Passage shown:
In a datacenter this usally is much less important than on a desktop or laptop, as nameservers rarely change. Though we still use nscd because mysql versions prior to 5.6 (not yet GA) have a ridiculously small host cache, which effectively means that it does a PTR lookup for every incoming connection. nscd has it's own problems though: in CentOS 4 for instance, nscd was rather buggy so we had to make it restart itself every hour. Yes, that very same hour as the interval between problems.
So what happens if nscd restarts? You fall back to nss_dns. When it does that, these PTR queries go to unreachable IP addresses, timing out after 5 seconds. But because our application times out after 2, this wasn't really visible. The application only saw that MySQL failed to respond promptly.
High availibility
So why was falling back to nss_dns bad? And why wasn't this a problem until a few weeks ago? Ironically, this was caused by switching to highly available nameservers. We strongly believe that we need to be able to take any machine out for maintenance, including reboots. So for DNS, we switched to using clusters of machines using pacemaker/corosync. And since turning a "normal" address into a highly available vip with no downtime is nigh on impossible, many DNS server IP addresses had to change. A lot of services on each box were restarted, but mysql didn't seem to need that.
So there's the missing piece of the puzzle made from bugs:
- Use nscd to work around a mysql limitation
- Restart nscd regularly to work around an nscd bug
- Switch to HA clusters for DNS servers, fixing a bug in our infrastructure
- Forget glibc's broken resolver behaviour as it's not really visible
Perfect storm of bugs, nasty to track down. Long story short: if you change a dns server's IP, you better reboot your datacenter. In other words, don't change DNS server IP's.
It's never lupus
Except when it is. Like House never accepting a diagnosis of lupus, network engineers and sysadmins have a tendency to not believe there are network and dns problems. This is actually very reasonable, given that most problems that appear as network or dns problems are caused by misbehaving applications, causing problems that look like network or dns problems. But there's always the one episode where you finally have a case of lupus. Or do you? Is this really a DNS problem...?

Problems to solve:
(a) In the DNS write-up, translate this sentence into Spanish: "Ironically, this was caused by switching to highly available nameservers."
(b) Answer these questions from the DNS write-up:
(i) In CentOS 4, how often was nscd made to restart itself?
(ii) After how many seconds do the PTR queries to unreachable IP addresses time out?
(iii) What software was used for the machine clusters that now serve DNS?

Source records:
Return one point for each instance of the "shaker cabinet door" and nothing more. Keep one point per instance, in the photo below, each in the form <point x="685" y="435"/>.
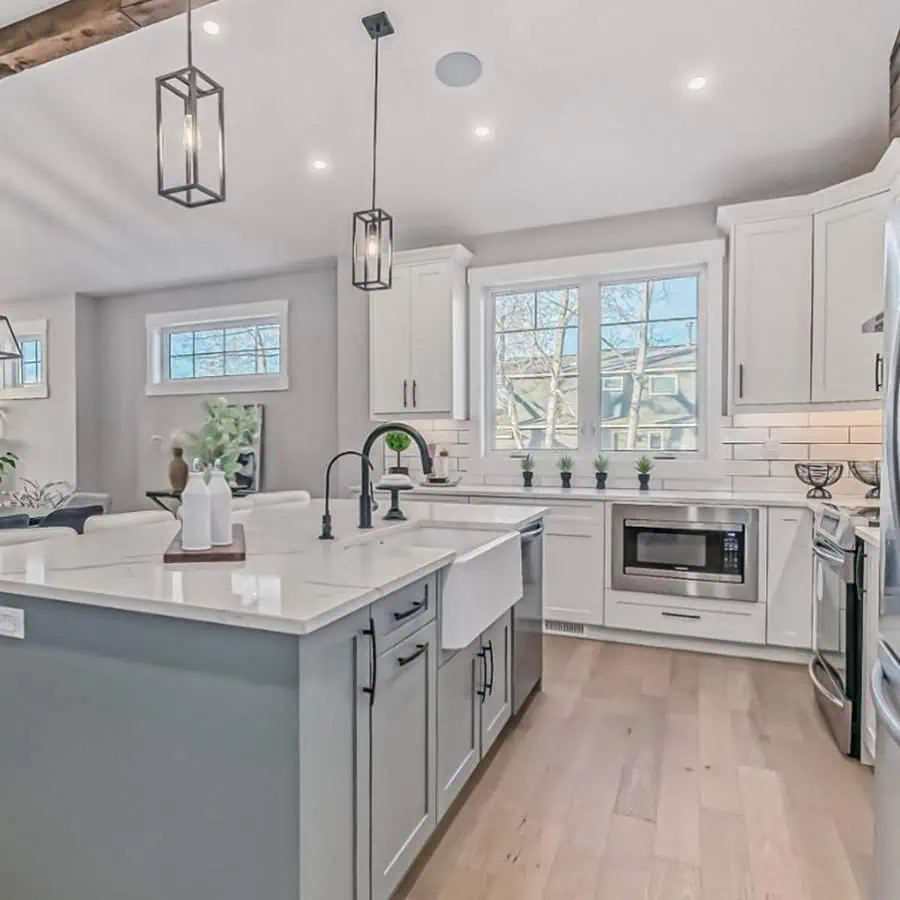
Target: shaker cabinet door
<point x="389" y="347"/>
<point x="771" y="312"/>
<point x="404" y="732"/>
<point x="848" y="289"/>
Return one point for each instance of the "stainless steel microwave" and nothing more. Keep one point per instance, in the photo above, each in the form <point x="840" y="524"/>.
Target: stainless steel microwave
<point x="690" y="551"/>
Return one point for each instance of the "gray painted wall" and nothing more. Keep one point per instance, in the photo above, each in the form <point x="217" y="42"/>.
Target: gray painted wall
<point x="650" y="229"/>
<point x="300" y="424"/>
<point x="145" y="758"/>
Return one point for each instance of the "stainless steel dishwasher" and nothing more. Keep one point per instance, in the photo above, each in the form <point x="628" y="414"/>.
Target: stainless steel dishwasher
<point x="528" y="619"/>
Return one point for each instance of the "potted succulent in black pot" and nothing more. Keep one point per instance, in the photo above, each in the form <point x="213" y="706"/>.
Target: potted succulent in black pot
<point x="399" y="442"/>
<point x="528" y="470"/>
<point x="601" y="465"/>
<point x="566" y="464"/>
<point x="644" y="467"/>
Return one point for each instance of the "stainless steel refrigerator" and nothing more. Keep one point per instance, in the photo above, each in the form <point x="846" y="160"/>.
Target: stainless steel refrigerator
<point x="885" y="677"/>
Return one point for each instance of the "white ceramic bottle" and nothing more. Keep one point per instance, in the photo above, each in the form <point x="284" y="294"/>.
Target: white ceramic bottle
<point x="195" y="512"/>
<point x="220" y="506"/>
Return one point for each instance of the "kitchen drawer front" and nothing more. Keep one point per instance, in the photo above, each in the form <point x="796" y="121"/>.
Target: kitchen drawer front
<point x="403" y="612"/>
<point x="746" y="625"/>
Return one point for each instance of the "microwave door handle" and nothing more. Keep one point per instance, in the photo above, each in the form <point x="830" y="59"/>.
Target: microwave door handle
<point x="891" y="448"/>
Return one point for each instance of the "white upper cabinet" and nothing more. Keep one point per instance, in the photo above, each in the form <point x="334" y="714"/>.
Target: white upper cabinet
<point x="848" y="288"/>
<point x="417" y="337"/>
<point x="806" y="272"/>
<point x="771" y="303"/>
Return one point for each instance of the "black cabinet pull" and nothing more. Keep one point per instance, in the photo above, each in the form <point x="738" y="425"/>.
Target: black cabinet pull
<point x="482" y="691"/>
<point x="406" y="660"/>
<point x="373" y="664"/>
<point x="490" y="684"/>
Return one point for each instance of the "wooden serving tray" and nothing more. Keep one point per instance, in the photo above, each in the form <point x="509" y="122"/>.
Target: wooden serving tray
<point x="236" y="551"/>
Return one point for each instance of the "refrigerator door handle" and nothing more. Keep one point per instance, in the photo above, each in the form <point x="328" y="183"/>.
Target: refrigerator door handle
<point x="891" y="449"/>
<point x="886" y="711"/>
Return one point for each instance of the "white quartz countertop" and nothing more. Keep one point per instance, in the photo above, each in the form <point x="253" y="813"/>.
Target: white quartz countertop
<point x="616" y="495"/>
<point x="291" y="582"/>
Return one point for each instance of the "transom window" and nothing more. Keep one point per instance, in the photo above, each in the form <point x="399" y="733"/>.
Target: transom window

Answers per task:
(a) Irónicamente, esto fue causado por el cambio a servidores de nombres de alta disponibilidad.

(b)
(i) Every hour.
(ii) After 5 seconds.
(iii) Pacemaker/corosync.